Problem to work on: Each line below needs to be printed again exactly.

*** Given data Section Begins ***

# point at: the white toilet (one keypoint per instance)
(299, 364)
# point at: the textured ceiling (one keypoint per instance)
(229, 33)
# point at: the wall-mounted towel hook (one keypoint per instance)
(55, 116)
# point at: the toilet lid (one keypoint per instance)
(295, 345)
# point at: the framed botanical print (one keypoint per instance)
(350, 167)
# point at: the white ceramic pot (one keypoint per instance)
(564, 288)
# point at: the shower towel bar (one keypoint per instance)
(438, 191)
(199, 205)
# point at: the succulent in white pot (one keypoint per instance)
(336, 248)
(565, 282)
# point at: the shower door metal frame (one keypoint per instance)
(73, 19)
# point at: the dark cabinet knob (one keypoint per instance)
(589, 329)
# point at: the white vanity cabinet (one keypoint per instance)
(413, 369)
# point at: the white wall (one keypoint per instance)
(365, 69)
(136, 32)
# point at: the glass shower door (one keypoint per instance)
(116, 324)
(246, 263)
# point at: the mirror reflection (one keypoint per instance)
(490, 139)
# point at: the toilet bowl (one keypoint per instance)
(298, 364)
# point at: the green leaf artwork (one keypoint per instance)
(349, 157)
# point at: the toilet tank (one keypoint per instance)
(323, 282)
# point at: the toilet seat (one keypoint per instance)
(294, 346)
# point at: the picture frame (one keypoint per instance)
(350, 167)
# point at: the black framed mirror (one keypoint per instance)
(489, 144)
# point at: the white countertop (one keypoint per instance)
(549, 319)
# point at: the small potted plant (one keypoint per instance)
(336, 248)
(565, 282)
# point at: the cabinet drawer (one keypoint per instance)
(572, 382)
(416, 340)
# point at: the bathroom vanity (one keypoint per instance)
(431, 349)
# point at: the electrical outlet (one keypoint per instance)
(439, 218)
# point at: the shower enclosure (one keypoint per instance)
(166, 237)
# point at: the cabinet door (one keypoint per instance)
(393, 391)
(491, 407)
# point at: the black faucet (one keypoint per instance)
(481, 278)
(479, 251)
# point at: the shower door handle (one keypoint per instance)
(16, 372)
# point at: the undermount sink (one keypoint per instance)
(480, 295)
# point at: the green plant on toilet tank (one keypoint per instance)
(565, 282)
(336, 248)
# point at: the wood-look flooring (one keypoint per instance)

*** Given data Section Ends ***

Solved exercise:
# point at: the white toilet (one keypoint per instance)
(299, 364)
# point at: the textured ceiling (one keypoint per instance)
(229, 33)
# point at: the wall-mounted towel hook (one keypoint per instance)
(55, 116)
# point at: the toilet lid (one keypoint per instance)
(295, 345)
# point at: the framed botanical print (one keypoint per instance)
(350, 167)
# point at: the white ceramic pot (one keypoint per instance)
(564, 288)
# point at: the shower towel bar (one keypoint per instance)
(438, 191)
(199, 205)
# point at: the succulent in white pot (one keypoint per instance)
(336, 248)
(565, 282)
# point at: the shower door metal frame (one keypoint per instance)
(73, 19)
# point at: the dark cabinet knob (one keypoint per instance)
(589, 329)
# point at: the white vanity cabinet (one keypoint per instance)
(413, 369)
# point at: the white wall (one keypoint per instance)
(365, 69)
(136, 32)
# point at: the glass shower door (one keypoint per instance)
(116, 324)
(246, 263)
# point at: the mirror reflection (one keypoint per instance)
(490, 139)
# point at: the toilet bowl (one keypoint per instance)
(298, 364)
# point at: the green leaf artwork (one keypoint per instance)
(349, 157)
# point at: the toilet tank (one keypoint per instance)
(323, 282)
# point at: the toilet seat (one keypoint per instance)
(294, 346)
# point at: the picture frame (one keypoint per instance)
(350, 167)
# point at: the black framed mirror (one keypoint per instance)
(489, 144)
# point at: the white countertop (one keypoint per instance)
(549, 319)
# point at: the small potted plant (one keypoint per instance)
(336, 248)
(565, 282)
# point at: the cabinet drawer (one keypoint per instance)
(572, 382)
(416, 340)
# point at: the bathroom vanity (one keypoint per instance)
(431, 349)
# point at: the electrical outlet (one keypoint per instance)
(439, 218)
# point at: the shower enclosure (one keypoint per instance)
(166, 237)
# point at: the cabinet door (one keypoint per instance)
(393, 391)
(491, 407)
# point at: the black faucet (one keypoint per instance)
(481, 278)
(479, 251)
# point at: the shower door handle (one keypoint per instance)
(16, 372)
# point at: the undermount sink (one keypoint per instance)
(480, 295)
# point at: the green plant on toilet tank (one keypoint per instance)
(565, 282)
(336, 248)
# point at: the wood-look flooring (one keypoint per instance)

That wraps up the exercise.